### [STUDY TEXT]

Nurses across Israel went on a 24-hour strike on Monday morning, after overnight negotiations betweent the Finance Ministry and the chairman of the national nurses union failed to reach an agreement to prevent the strike.
Negotiations between the parties started on Sunday afternoon, and continued until 4 A.M. on Monday morning, when the talks reached an impasse.
The two sides reached an understanding that the severe shortage of nurses in Israel's health system is a matter of national priority that requires exceptional steps. In return, however, the treasury demanded that nurses agree to hospitalization of patients even when hospitals reach occupancy levels of 150 percent, and that they agree to maintain industrial peace.
The chairperson of the national nurses union, Ilana Cohen, made it clear that no consensus could be reached without a solution for patients lying in hospital corridors, saying that corridor medicine endangers the lives of patients.
The Finance Ministry said that “despite the efforts of Deputy Minister of Finance and representatives of his office to find solutions to alleviate the burden on nurses, an agreement has still not been reached and the nurses decided to strike today. Negotiations will also continue today in order to reach to solutions to end the strike as soon as possible.”
“There is an agreement from the Treasury to make nursing an attractive profession, but nothing has been put in writing yet,” Cohen said, adding that the nurses have demanded additional beds to deal with the high rate of patient intake at hospitals.
“They want me to allow 80 people in a wards and to commit to industrial peace,” she said. “The wards look like parking lots of beds, children are hospitalized one on top of the other, beds are in corridors and next to the toilet. It makes no sense and I will not let patients continue to get this kind of treatment. Patients are not numbers,” she said.
The nurses’ struggle began a year ago, after the nursing teams collapsed under the pressure caused by high occupancy of hospital wards across the country. After nurses resorted to organizational measures, it was agreed that occupancy in internal medicine wards would be reduced immediately to 120 percent, and this year it will be reduced again to 115 percent.
In addition, nursing teams in internal medicine wards were increased, but in recent weeks, wards reached occupancy levels of 140 percent and nursing staff have again collapsed under the strain. Last week, nurses from hospitals in southern Israel abandoned their wards to protests the situation.
Nursing staff from Clalit Health Services community clinics, health offices, baby care clinics, schools and public hospitals across the country are participating in the strike.

### [DATASET EXTRACT]
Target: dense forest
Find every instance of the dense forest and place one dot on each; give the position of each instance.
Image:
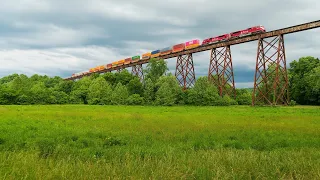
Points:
(159, 88)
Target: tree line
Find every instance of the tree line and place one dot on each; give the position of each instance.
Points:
(158, 88)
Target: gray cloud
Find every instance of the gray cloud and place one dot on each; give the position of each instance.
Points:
(58, 37)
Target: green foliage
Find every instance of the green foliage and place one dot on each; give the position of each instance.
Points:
(135, 86)
(135, 99)
(204, 93)
(168, 91)
(99, 92)
(158, 88)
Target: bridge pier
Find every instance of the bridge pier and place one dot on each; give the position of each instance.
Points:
(185, 71)
(138, 71)
(271, 79)
(221, 71)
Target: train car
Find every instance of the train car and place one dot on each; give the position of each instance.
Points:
(109, 66)
(178, 47)
(121, 62)
(115, 64)
(96, 69)
(128, 61)
(146, 55)
(253, 30)
(155, 53)
(166, 51)
(192, 44)
(135, 58)
(217, 39)
(101, 68)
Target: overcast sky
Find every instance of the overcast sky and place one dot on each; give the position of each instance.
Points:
(58, 37)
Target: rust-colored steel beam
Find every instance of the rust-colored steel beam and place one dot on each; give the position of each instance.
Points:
(185, 71)
(288, 30)
(138, 71)
(221, 71)
(271, 79)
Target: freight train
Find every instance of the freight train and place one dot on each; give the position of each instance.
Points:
(177, 48)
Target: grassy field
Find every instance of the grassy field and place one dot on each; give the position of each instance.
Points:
(117, 142)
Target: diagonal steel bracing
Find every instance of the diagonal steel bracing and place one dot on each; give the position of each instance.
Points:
(221, 71)
(185, 71)
(271, 79)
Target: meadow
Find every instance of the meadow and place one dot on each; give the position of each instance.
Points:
(136, 142)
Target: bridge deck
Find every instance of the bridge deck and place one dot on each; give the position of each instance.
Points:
(287, 30)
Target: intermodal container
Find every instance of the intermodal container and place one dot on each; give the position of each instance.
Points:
(127, 61)
(146, 55)
(155, 53)
(165, 51)
(192, 44)
(101, 68)
(178, 47)
(115, 64)
(135, 58)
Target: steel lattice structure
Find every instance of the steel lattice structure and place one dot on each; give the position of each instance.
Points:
(138, 71)
(271, 80)
(185, 71)
(221, 71)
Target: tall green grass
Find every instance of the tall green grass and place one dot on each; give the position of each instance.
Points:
(90, 142)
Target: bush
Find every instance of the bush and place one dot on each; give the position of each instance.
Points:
(135, 99)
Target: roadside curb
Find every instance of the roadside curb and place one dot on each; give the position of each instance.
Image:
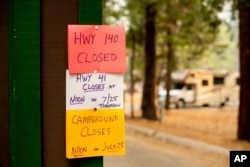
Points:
(178, 140)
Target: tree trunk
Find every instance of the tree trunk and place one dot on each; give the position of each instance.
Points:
(148, 101)
(132, 59)
(244, 38)
(169, 67)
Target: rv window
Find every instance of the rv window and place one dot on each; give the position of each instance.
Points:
(204, 82)
(218, 80)
(177, 85)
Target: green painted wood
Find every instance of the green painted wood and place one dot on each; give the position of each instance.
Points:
(24, 83)
(90, 12)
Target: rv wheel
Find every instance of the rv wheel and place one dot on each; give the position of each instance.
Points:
(180, 103)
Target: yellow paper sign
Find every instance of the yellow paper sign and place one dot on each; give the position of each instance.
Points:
(95, 132)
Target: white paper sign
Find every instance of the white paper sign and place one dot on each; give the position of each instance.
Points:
(94, 90)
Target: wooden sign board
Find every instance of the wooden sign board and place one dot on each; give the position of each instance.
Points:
(96, 48)
(94, 115)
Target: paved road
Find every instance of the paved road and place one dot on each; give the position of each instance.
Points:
(143, 154)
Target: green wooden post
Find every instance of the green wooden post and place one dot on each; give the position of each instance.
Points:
(24, 83)
(90, 12)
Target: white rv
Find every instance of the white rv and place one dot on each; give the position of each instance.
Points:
(203, 88)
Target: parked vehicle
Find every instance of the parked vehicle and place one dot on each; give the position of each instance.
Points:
(203, 88)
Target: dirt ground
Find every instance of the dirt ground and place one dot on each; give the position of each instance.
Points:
(212, 125)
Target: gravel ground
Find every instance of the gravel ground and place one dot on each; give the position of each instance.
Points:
(213, 125)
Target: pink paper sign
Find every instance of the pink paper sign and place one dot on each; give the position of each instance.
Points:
(94, 48)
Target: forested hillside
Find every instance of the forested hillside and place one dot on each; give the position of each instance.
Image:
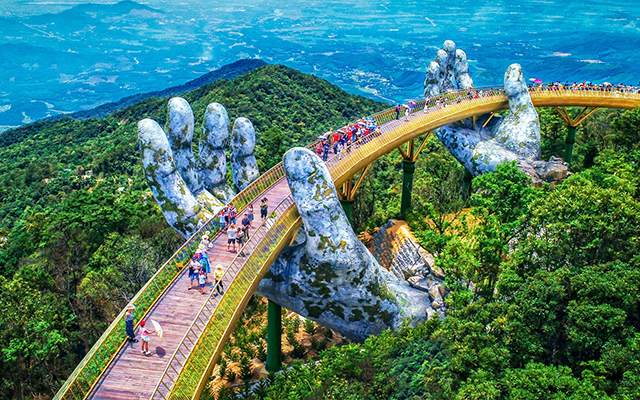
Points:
(79, 230)
(546, 282)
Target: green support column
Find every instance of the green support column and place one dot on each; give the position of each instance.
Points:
(347, 206)
(568, 144)
(274, 337)
(408, 168)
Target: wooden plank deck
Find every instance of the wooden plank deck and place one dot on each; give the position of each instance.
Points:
(134, 376)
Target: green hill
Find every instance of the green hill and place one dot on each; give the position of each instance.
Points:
(79, 231)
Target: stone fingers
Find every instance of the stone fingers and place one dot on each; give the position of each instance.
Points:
(461, 71)
(180, 135)
(243, 163)
(180, 208)
(328, 275)
(520, 130)
(448, 71)
(213, 158)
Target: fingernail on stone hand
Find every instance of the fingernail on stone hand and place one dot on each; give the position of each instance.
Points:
(448, 71)
(181, 125)
(177, 180)
(213, 159)
(243, 162)
(329, 275)
(180, 208)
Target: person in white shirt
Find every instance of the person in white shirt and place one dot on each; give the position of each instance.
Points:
(232, 232)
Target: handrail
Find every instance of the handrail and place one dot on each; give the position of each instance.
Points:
(81, 382)
(88, 372)
(216, 318)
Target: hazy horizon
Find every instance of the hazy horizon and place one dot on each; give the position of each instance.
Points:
(60, 59)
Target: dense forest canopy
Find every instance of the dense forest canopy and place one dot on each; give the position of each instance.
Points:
(545, 281)
(81, 232)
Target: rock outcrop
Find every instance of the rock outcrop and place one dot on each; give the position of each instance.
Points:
(513, 138)
(243, 162)
(328, 275)
(178, 181)
(397, 250)
(213, 158)
(448, 71)
(180, 208)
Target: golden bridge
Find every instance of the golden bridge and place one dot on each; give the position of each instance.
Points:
(197, 327)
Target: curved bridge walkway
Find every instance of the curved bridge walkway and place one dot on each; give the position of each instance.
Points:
(197, 326)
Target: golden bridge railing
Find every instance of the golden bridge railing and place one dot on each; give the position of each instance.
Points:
(91, 368)
(203, 342)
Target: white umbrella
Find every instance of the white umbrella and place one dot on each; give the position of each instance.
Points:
(157, 328)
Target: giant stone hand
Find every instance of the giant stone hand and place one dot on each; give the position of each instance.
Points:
(191, 192)
(482, 148)
(328, 274)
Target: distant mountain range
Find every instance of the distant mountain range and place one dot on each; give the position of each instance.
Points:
(228, 72)
(87, 55)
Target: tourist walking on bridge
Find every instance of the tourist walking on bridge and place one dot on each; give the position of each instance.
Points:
(217, 283)
(144, 334)
(128, 323)
(232, 232)
(264, 209)
(250, 215)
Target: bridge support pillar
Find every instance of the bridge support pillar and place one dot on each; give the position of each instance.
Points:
(408, 168)
(347, 193)
(572, 125)
(274, 337)
(347, 206)
(409, 158)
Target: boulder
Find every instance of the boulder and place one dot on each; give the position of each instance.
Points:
(328, 275)
(243, 162)
(213, 158)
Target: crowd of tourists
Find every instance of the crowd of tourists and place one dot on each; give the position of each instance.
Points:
(341, 141)
(585, 86)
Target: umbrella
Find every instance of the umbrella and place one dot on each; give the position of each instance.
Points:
(158, 328)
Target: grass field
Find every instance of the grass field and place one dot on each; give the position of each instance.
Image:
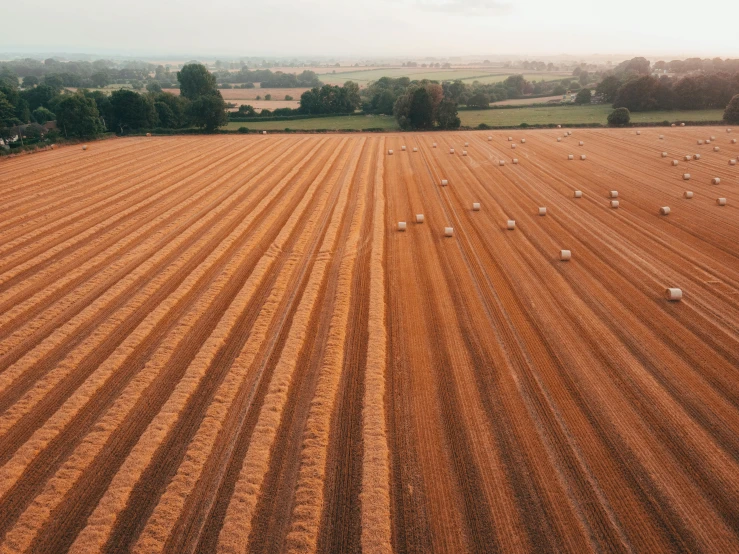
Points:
(222, 344)
(575, 115)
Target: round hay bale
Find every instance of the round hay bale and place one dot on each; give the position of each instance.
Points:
(674, 294)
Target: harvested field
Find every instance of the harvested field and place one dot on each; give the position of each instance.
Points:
(225, 345)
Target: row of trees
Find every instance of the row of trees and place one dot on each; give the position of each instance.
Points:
(87, 113)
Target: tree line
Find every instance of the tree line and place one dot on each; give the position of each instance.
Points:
(87, 113)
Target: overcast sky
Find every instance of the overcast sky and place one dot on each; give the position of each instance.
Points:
(346, 28)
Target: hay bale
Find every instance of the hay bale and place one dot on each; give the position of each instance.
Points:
(673, 294)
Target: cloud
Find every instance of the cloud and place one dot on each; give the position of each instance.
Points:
(466, 7)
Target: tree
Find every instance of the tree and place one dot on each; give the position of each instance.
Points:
(132, 110)
(584, 96)
(209, 111)
(608, 88)
(195, 81)
(30, 81)
(731, 114)
(619, 116)
(78, 116)
(447, 115)
(42, 115)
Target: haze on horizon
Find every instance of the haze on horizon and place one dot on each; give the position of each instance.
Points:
(377, 28)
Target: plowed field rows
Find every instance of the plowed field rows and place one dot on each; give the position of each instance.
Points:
(225, 345)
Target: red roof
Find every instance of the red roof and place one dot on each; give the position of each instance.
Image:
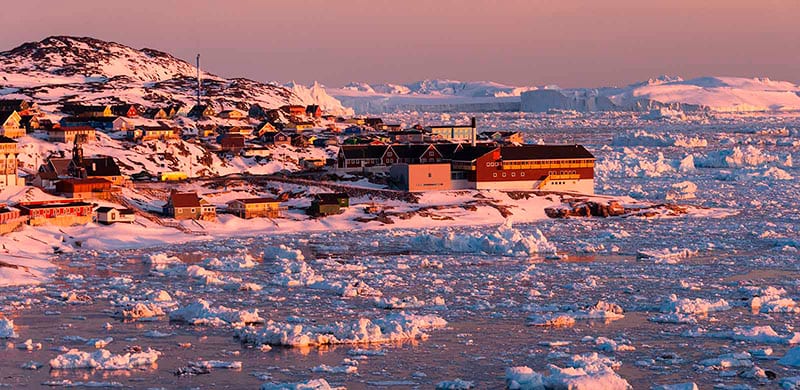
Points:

### [YOUR INSTRUCTIONS]
In the article about the Israeli nurses' strike, at what time on Monday did the talks reach an impasse?

### [RESULT OF THIS EXERCISE]
At 4 A.M.